First you say we will, and then we don't. Then you say we're not alone but slowly support fades away. We're undecided now. What are we going to do? How should we respond to the news out of Syria?
The initial reports stated that a chemical weapon was used in Syria. Each side in the Syrian civil war is pointing fingers at the other side. Clearly this is a violation of the chemical weapons agreement that 188 countries have signed if the reports are true. In view of the casualties, the presumption must be that a chemical weapon was used. Doctors without Borders have reported numbers of those killed and injured in the attack.
The next step is to determine who launched the attack. WND has evidence that casts doubt on Obama's assertions that Assad is responsible. They have videos purporting to show the rebels firing gas canisters. In addition, there is an intercepted phone call that indicates a Syrian defense chief was demanding an explanation from its chemical weapons unit for any action. There is no indication what the response was.
The US was promised support by the UK, France and Turkey. Everyone has backed off. UK's Parliament voted against supporting an attack against Syria. That seems to have prompted France to say they will wait until after the UN completes their investigation. Turkey seems to have kept mum. So although there were 188 signatories to the convention, no one is willing to step up and join us in an attack.

## DATASET RECORDS:
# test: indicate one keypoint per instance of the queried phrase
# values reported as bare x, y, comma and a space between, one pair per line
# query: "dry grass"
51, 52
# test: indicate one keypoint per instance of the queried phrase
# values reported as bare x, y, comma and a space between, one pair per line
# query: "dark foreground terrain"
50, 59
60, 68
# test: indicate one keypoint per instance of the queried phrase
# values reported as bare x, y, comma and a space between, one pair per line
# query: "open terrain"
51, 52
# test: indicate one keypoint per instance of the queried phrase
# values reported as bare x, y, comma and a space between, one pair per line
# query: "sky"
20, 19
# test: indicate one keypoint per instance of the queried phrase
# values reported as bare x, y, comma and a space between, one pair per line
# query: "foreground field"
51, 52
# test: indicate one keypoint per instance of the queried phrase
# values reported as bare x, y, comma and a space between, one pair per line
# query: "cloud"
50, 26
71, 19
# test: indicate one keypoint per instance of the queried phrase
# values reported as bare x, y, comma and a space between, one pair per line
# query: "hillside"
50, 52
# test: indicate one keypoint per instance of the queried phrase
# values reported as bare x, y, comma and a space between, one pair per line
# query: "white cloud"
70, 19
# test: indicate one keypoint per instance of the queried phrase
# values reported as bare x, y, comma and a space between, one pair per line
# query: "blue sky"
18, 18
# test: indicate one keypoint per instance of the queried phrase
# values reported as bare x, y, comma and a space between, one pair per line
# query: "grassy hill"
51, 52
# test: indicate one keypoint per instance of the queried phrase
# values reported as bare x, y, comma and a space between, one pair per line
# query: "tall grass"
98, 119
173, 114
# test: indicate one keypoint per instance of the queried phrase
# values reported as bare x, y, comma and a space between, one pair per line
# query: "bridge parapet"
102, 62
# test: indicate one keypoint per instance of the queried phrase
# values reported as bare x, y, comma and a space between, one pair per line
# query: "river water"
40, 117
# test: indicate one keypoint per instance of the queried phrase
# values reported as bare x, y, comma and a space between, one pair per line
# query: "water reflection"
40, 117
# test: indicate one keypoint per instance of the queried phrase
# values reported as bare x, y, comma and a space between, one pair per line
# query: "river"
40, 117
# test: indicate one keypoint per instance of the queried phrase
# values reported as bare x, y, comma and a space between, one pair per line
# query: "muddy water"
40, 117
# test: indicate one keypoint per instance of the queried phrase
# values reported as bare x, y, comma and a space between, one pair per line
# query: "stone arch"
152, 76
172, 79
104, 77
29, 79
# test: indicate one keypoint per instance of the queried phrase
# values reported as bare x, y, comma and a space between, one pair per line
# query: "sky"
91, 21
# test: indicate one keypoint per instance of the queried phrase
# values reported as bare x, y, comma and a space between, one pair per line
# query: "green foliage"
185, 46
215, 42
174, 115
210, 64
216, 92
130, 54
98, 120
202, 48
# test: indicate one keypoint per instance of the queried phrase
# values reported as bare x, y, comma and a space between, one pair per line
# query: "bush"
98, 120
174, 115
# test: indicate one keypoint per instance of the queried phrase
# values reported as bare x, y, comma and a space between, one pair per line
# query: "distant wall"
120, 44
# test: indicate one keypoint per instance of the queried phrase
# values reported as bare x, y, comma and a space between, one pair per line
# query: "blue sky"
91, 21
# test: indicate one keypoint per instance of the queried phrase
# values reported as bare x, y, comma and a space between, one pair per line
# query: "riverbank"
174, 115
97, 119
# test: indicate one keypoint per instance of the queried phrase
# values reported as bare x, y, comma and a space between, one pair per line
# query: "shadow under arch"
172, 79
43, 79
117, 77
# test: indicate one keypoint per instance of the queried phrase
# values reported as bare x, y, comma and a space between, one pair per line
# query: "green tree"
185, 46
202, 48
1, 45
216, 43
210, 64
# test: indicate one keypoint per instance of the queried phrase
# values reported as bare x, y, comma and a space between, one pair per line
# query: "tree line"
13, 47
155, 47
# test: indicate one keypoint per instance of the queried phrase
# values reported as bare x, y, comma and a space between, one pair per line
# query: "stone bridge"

## REQUIREMENTS:
[A] Reproduce the full commentary on responding to the chemical attack in Syria, word for word.
[B] From the listing, pull out every line that contains the string "foreground" and copy each one.

## OUTPUTS FOR THE TASKS:
[A]
First you say we will, and then we don't. Then you say we're not alone but slowly support fades away. We're undecided now. What are we going to do? How should we respond to the news out of Syria?
The initial reports stated that a chemical weapon was used in Syria. Each side in the Syrian civil war is pointing fingers at the other side. Clearly this is a violation of the chemical weapons agreement that 188 countries have signed if the reports are true. In view of the casualties, the presumption must be that a chemical weapon was used. Doctors without Borders have reported numbers of those killed and injured in the attack.
The next step is to determine who launched the attack. WND has evidence that casts doubt on Obama's assertions that Assad is responsible. They have videos purporting to show the rebels firing gas canisters. In addition, there is an intercepted phone call that indicates a Syrian defense chief was demanding an explanation from its chemical weapons unit for any action. There is no indication what the response was.
The US was promised support by the UK, France and Turkey. Everyone has backed off. UK's Parliament voted against supporting an attack against Syria. That seems to have prompted France to say they will wait until after the UN completes their investigation. Turkey seems to have kept mum. So although there were 188 signatories to the convention, no one is willing to step up and join us in an attack.

[B]
# query: "dark foreground terrain"
# query: "foreground field"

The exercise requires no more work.